(Passage to read Opens)
The case for more nurse prescribing
Extending the scope of nurses and midwives to prescribe medicines would lead to more efficient and cost-effective ways of delivering patient care, say experts.
The only nurses who can currently prescribe medicines in Australia are nursing practitioners and midwives with an endorsement for scheduled medicines.
Chief Nursing and Midwifery Officer Debra Thoms believes it’s time we opened up the debate about nurse and midwife prescribing more broadly.
Adjunct Professor Thoms described the issue in terms of giving patients safe and timely access to medicines in a background paper released by the Department of Health (DoH) earlier this year for a symposium on the issue.
“In order to ensure that the Australian community continues to receive high quality care, it is necessary to consider the contribution that nurses and midwives can make to the strategies and models of health service delivery across all sectors.
“Internationally there has been a steady increase in models of nurse prescribers within health systems and… within Australia we have seen specific roles incorporate prescribing.”
Professor Lisa Nissen, head of the clinical sciences school at QUT, told The Lamp that increasing nurse prescribing roles “can assist nursing professionals to work at the full scope of their practice, facilitating better access to care for patients, easier navigation of healthcare, and collaboration between health professionals”.
(Passage to read Closes)
[Work to complete]
**A)** Say whether each statement agrees with the article on nurse prescribing. Answer yes or no for each, and quote the words of the article that decide it.
(i) Any registered nurse in Australia can currently prescribe medicines.
(ii) The Department of Health released a background paper for a symposium on nurse and midwife prescribing.
(iii) Lisa Nissen heads the clinical sciences school at QUT.
**B)** Continue the article on nurse prescribing from its last sentence.
(Extracted material Opens)
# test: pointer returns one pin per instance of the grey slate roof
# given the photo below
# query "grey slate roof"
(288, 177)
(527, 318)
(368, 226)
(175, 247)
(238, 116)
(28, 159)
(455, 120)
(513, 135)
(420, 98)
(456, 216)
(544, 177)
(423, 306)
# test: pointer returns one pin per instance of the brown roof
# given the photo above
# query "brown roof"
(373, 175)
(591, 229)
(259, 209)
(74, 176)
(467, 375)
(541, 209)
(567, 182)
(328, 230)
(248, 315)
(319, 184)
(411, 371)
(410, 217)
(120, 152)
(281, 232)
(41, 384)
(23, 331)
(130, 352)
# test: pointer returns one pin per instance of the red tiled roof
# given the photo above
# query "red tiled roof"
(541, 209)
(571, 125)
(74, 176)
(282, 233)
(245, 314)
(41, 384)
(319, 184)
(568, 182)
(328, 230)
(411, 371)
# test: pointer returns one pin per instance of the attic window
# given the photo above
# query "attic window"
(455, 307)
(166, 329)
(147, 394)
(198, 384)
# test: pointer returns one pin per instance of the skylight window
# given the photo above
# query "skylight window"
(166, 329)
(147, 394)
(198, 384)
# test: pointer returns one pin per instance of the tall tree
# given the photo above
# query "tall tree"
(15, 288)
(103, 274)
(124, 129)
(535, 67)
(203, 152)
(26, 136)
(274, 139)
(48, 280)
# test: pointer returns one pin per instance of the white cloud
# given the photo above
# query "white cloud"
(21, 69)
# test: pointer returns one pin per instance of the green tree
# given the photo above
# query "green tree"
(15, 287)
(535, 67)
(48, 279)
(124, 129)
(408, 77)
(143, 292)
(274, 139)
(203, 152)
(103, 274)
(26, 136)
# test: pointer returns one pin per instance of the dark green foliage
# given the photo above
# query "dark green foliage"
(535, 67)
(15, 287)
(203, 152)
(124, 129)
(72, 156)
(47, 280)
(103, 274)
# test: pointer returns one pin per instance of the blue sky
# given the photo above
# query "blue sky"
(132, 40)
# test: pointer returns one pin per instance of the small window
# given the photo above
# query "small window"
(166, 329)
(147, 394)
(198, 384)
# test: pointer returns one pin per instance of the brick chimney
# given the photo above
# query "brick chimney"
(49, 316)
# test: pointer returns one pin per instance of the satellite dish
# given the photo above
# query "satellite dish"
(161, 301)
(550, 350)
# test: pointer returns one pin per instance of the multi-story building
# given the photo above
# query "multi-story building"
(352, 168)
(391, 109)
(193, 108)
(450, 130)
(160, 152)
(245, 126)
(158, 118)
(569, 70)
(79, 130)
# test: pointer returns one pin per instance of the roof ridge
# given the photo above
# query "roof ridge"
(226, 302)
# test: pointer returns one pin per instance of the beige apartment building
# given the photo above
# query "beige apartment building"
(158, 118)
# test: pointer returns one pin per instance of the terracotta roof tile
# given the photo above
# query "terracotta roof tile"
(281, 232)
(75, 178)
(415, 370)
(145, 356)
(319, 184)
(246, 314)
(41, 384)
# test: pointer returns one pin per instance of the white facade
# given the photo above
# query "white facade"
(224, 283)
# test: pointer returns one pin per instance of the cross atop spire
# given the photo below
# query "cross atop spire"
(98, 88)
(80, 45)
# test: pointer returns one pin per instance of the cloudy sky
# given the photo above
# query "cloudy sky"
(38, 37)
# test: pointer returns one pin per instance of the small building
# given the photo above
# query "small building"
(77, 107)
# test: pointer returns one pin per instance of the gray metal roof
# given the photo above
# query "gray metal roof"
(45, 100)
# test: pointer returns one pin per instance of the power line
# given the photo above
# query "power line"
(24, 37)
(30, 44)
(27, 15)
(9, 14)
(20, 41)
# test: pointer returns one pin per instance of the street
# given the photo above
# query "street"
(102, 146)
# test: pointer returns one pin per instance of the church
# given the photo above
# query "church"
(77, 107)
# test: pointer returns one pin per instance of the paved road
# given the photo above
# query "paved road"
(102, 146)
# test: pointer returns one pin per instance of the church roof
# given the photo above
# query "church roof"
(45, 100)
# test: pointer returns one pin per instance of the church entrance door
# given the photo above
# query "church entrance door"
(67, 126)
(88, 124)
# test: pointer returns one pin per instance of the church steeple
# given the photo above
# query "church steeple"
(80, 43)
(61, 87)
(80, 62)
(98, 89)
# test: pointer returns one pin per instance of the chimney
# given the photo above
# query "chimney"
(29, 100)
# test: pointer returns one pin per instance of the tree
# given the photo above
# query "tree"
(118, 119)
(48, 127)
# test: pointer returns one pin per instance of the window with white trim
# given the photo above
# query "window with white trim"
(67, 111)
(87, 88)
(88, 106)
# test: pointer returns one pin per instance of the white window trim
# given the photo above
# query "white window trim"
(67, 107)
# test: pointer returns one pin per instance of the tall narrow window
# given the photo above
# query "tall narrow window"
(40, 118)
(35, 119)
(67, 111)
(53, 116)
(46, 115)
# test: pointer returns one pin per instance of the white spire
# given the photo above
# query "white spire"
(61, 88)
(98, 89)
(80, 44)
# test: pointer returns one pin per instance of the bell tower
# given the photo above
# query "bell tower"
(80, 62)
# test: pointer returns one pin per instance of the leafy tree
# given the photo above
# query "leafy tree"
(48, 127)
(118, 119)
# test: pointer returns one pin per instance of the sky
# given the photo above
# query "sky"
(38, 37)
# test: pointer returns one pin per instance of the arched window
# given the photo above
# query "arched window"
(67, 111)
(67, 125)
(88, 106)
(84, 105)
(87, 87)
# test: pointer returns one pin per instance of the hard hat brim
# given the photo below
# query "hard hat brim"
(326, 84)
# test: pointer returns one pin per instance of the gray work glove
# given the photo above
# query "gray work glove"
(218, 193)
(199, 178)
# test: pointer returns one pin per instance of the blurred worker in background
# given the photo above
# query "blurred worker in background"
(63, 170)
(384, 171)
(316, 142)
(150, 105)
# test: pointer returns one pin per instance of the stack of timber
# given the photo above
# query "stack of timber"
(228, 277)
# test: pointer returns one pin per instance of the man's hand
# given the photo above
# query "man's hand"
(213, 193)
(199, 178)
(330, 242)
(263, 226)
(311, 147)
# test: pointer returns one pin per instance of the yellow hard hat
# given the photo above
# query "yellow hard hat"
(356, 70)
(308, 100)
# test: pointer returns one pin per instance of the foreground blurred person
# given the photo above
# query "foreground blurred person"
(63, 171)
(Extracted material Closes)
[Answers for each item]
**A)**
(i) No: "The only nurses who can currently prescribe medicines in Australia are nursing practitioners and midwives with an endorsement for scheduled medicines."
(ii) Yes: "a background paper released by the Department of Health (DoH) earlier this year for a symposium on the issue"
(iii) Yes: "Professor Lisa Nissen, head of the clinical sciences school at QUT"

**B)**
Professor Nissen has been an expert adviser for the National Prescribing Service on prescribing competency standards, and she’s been closely involved in the training and development of nurse practitioners who have been able to prescribe for more than 15 years.
In Professor Nissen’s view, nurse prescribing is about “putting patients across the whole sector with health professionals who can assist with the management of their medications.”
Changing Australia’s framework of prescribing medicine should mean giving patients access to “the right person with the appropriate skill set available in the right setting at the right time.”
Efficiency and cost-effectiveness a factor
As the DoH background paper notes: “Health systems worldwide are looking for ways to develop more efficient and effective models of service delivery designed to manage workforce shortages, improve access to medicines and increase patient choice”.
Nurse and midwife prescribing is already in place in the US, Sweden, UK, Canada, Ireland, and NZ. While prescribing medications has traditionally been the domain of the medical profession in Australia (with the exception of some midwives and nurse practitioners – see box) discussions are building about whether this is sustainable.
In 2015, the Nursing and Midwifery Board of Australia commissioned a literature review to better understand the evidence around registered nurse and midwife prescribing. The benefits of nurse prescribing identified by the review included:
- Enhancement of RN’s ‘skills’ and facilitating continuity of patient care
- Improved access to timely treatment including medications
- Improved cost effectiveness
- Potential for improved relationships among RNs, medical practitioners and pharmacists
- Opportunities for nurses to have increased professional recognition and respect, enhanced career development and increased nursing autonomy.
The review also found that patients generally appeared satisfied with RN prescribing in terms of accessibility, timeliness and convenience and quality of relationships with the RN. Several studies reported that a high proportion of patients who experienced RN prescribing had no preference in terms of who they see in future; an RN or medical practitioner.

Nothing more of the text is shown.